* **YOUR OBJECTIVE**
Which of the lines in the data below contain the string "window"? Copy each of them.

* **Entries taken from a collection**
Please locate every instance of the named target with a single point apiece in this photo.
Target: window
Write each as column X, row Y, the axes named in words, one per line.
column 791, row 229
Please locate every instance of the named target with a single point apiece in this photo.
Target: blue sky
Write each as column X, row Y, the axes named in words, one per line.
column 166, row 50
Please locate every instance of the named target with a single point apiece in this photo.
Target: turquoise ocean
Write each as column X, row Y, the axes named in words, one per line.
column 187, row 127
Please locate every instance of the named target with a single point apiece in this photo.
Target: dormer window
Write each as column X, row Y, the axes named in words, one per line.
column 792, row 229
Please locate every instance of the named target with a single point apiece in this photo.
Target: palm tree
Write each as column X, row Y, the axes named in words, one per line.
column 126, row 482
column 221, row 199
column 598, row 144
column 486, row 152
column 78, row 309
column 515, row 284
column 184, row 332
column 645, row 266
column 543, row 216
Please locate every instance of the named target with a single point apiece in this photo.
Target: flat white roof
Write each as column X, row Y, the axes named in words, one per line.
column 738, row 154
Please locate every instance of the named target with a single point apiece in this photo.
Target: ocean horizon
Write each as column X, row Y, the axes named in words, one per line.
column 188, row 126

* **EXERCISE OUTPUT**
Target: window
Target: dormer window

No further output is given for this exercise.